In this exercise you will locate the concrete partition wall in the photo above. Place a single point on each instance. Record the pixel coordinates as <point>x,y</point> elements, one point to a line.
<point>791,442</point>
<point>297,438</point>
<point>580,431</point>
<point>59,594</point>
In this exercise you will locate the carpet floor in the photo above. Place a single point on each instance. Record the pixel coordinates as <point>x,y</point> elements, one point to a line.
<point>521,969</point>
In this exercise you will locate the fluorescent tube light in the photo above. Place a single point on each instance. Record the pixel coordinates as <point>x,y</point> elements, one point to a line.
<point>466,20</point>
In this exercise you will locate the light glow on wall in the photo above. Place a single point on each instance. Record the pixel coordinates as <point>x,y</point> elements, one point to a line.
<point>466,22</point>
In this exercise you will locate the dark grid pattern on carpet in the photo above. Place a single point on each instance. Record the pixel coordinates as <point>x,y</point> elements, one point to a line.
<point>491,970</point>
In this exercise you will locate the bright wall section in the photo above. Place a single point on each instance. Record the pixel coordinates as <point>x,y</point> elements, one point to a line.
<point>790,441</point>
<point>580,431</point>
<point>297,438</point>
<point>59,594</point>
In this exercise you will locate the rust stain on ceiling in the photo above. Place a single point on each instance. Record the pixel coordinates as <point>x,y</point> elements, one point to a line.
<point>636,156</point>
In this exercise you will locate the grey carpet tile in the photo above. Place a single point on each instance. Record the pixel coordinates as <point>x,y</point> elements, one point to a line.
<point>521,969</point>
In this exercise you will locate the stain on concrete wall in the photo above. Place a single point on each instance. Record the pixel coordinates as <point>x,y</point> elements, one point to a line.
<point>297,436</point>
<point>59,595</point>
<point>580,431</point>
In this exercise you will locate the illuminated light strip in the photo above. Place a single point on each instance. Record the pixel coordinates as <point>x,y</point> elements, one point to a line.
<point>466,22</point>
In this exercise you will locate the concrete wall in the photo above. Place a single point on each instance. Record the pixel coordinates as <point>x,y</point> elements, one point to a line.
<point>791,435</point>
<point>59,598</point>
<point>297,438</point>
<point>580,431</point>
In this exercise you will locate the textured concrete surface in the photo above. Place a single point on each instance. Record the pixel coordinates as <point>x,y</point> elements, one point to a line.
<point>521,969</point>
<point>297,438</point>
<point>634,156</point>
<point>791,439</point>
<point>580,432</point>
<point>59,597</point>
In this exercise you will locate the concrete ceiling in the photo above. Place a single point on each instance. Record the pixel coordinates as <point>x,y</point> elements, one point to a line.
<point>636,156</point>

Your objective: Please copy out every entry above word for word, keeping each line unchanged and in its original order.

Complete answer:
In this exercise you will locate the concrete partition wall in the photo above. Place a single point on each instance. Record the pixel coordinates as <point>x,y</point> elements, one point to a line.
<point>791,442</point>
<point>297,438</point>
<point>580,431</point>
<point>59,594</point>
In this exercise you will locate the carpet floor in the photo above. Place a single point on each instance. Record the pixel coordinates as <point>x,y</point> elements, one point to a line.
<point>521,969</point>
In this exercise you will locate the fluorescent tube light in the photo above. Place a single point on each instance. Record the pixel coordinates as <point>x,y</point> elements, one point to a line.
<point>466,20</point>
In this exercise you will locate the light glow on wall in the photo above. Place a single point on each instance. Record the pixel coordinates as <point>x,y</point> elements, one point to a line.
<point>466,22</point>
In this exercise you will locate the dark grid pattern on carpet in the photo above. Place a single point on each instance. Record the pixel coordinates as <point>x,y</point> elements, one point to a line.
<point>491,970</point>
In this exercise you will locate the bright wall section in the photo above. Place a single point on each instance. Record the pixel coordinates as <point>x,y</point> elements, one point to a line.
<point>790,441</point>
<point>580,431</point>
<point>297,438</point>
<point>59,594</point>
In this exercise you will locate the rust stain on ceiling in the photo above. Place a single point on each instance. Record the pixel coordinates as <point>x,y</point> elements, one point to a line.
<point>636,156</point>
In this exercise you will locate the grey carpet tile in the photo above. Place a single point on each instance. Record the pixel coordinates as <point>x,y</point> elements, one point to a line.
<point>521,969</point>
In this exercise you will locate the stain on concrete wall in the photo above. Place a single point on each instance. Record the pixel coordinates as <point>x,y</point> elements, one point to a line.
<point>297,436</point>
<point>59,595</point>
<point>580,431</point>
In this exercise you will locate the illuminated light strip in the photo above. Place a single point on each instance. Record the pixel coordinates as <point>x,y</point> elements, one point to a line.
<point>466,22</point>
In this exercise you will locate the concrete wall in the photo above. Place a single point on each instance. Record the pixel coordinates as <point>x,y</point> elements, one point to a line.
<point>791,435</point>
<point>59,598</point>
<point>297,438</point>
<point>580,431</point>
In this exercise you will locate the textured concrete surface in the photo above. Place a single point on each instance. Record the pixel coordinates as <point>x,y</point> elements, one point to a line.
<point>521,969</point>
<point>297,438</point>
<point>634,156</point>
<point>791,439</point>
<point>580,432</point>
<point>59,597</point>
In this exercise you will locate the concrete ceiling in the photo above. Place a single point on each instance. Record the pixel coordinates as <point>x,y</point> elements, one point to a line.
<point>636,156</point>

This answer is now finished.